-- begin RAW RECORDS --

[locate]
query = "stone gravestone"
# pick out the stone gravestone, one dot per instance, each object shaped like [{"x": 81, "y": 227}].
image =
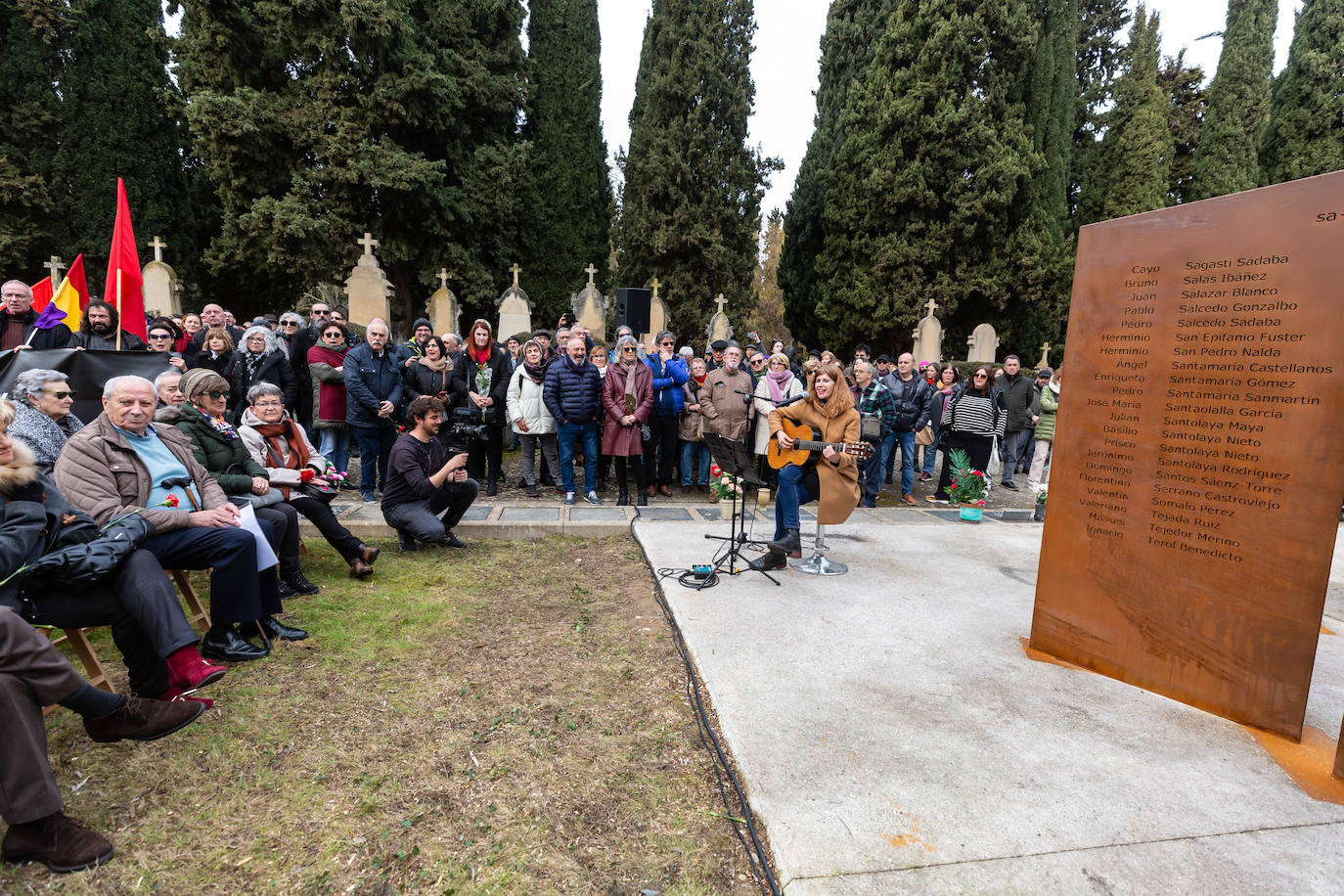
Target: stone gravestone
[
  {"x": 719, "y": 327},
  {"x": 161, "y": 289},
  {"x": 929, "y": 336},
  {"x": 1195, "y": 496},
  {"x": 367, "y": 288},
  {"x": 589, "y": 306},
  {"x": 984, "y": 345},
  {"x": 515, "y": 309},
  {"x": 444, "y": 309}
]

-- end RAW RECORDS --

DIRECTIVE => Format every line of the records above as a Markdown table with the columns "Row" and "Text", numbering the rows in order and omitting blank lines. Leave the pictures out.

FINAL RESULT =>
| Row | Text |
|---|---|
| 1 | [locate] |
| 2 | query = "stone gravestone" |
| 3 | # pick out the stone gravestone, one dot per instance, each object shaped like [{"x": 81, "y": 227}]. |
| 4 | image = |
| 5 | Target: stone gravestone |
| 6 | [ |
| 7 |   {"x": 719, "y": 327}, |
| 8 |   {"x": 161, "y": 289}, |
| 9 |   {"x": 929, "y": 336}, |
| 10 |   {"x": 1195, "y": 496}, |
| 11 |   {"x": 367, "y": 288}, |
| 12 |   {"x": 589, "y": 306}, |
| 13 |   {"x": 984, "y": 345}, |
| 14 |   {"x": 515, "y": 309}, |
| 15 |   {"x": 444, "y": 309} |
| 16 | ] |